[Data shown]
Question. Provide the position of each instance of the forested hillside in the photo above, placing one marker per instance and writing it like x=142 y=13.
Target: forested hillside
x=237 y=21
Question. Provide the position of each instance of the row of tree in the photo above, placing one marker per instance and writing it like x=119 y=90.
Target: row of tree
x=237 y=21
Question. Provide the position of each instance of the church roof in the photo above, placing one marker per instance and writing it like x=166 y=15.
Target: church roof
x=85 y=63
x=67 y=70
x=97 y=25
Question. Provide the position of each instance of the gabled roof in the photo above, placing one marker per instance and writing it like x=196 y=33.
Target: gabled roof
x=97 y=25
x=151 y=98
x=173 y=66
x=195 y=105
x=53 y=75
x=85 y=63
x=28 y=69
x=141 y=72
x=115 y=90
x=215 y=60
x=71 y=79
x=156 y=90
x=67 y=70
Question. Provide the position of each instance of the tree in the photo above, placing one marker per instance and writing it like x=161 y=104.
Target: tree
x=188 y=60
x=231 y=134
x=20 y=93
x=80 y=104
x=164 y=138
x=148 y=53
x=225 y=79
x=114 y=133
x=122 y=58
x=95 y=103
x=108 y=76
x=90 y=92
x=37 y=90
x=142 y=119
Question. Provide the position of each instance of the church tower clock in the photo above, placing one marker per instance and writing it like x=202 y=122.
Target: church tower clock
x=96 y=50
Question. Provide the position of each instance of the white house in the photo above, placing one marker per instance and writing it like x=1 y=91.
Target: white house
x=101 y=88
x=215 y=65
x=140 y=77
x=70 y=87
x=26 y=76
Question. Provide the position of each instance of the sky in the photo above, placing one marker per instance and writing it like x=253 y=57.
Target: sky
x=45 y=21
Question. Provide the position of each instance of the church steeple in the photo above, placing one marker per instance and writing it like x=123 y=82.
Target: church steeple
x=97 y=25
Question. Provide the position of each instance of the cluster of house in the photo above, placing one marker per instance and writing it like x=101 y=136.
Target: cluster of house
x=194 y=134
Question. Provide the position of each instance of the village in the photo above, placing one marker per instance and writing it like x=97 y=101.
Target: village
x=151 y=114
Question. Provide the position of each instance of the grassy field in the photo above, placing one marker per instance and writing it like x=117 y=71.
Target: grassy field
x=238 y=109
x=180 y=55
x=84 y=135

--

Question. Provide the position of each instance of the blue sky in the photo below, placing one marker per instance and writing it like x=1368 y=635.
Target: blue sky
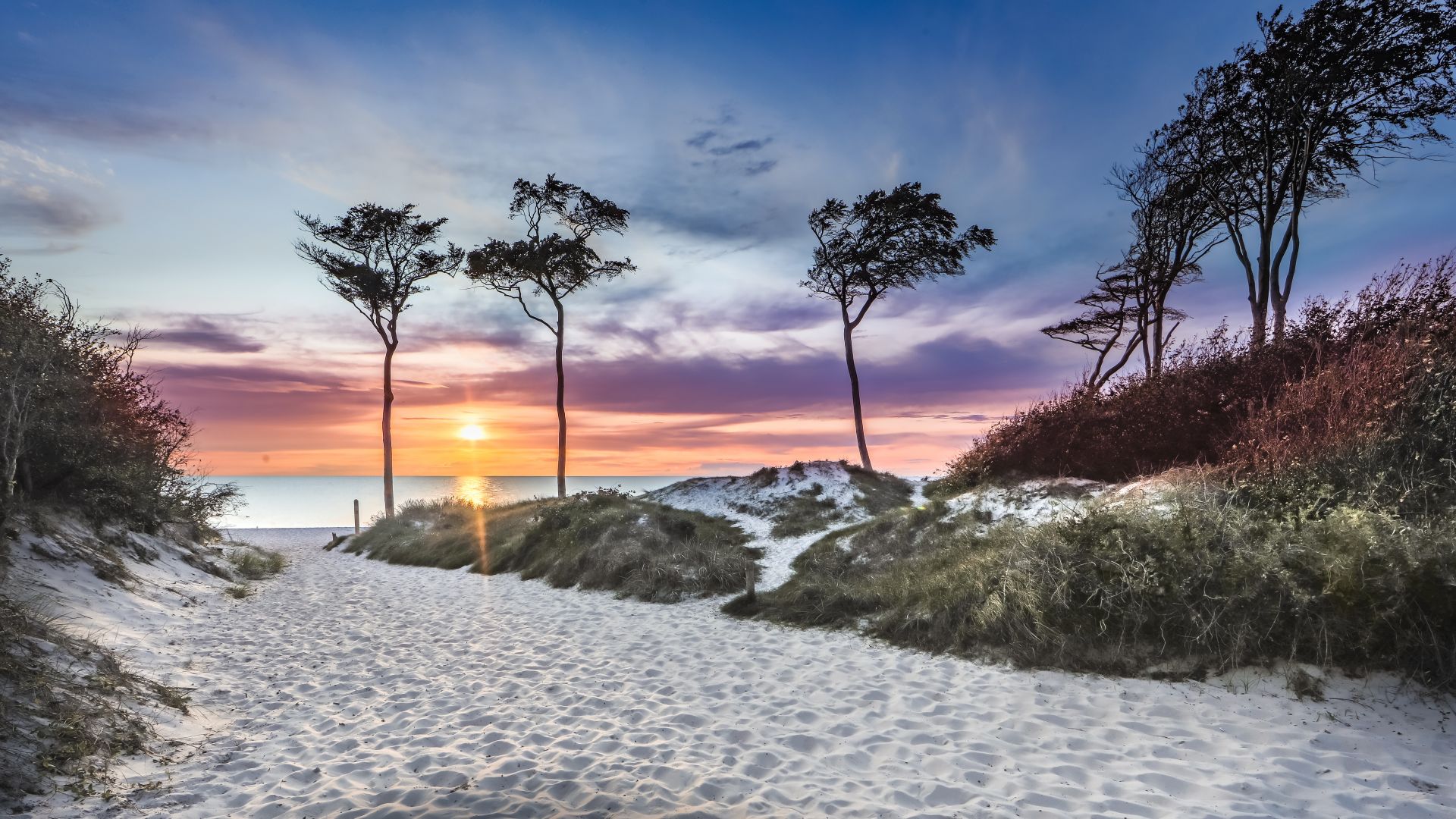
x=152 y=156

[Task objective] Copy out each line of the material in which the word "above" turns up.

[Solved exercise]
Question. Provide the position of each instance of the forested hillside in the photo above, placing one marker per instance and writing it like x=142 y=13.
Question. Provide the position of each instance of the row of tree in the photo above, placing one marker per instance and writing it like x=119 y=90.
Question. Provide the position of each instance of the church roof in the photo above, placing one marker per instance and writing it like x=166 y=15.
Question. Provide the position of each instance of the gabled roof in the photo above, placing one marker per instance and writing it like x=196 y=33.
Question. Provide the position of each instance of the tree in the photo above, placing one marker per instance and writing it like x=161 y=104.
Question. Provide the position of each instance of the church tower clock in the photo above, placing one marker per instance and writing it like x=202 y=122.
Question. Provide the position of each instance of the white house in the photo above, placing one marker per instance and writing it like x=1 y=91.
Question. Provide the position of each instance of the sky in the photo above, placing one marker per instance and writing it like x=253 y=57.
Question. Provide the position of each instance of the church steeple in the photo above, placing one marker per instance and writing it like x=123 y=82.
Question. Provide the position of each instance of the cluster of house in the photo above, placing one marker per instance and writing it like x=101 y=136.
Question. Provide the position of each instance of the village in the photo above, placing one marker per instance and writing it like x=97 y=101.
Question. Provide the position of each instance of the grassy field in the photo above, placing one marker per instance and writing it like x=117 y=71.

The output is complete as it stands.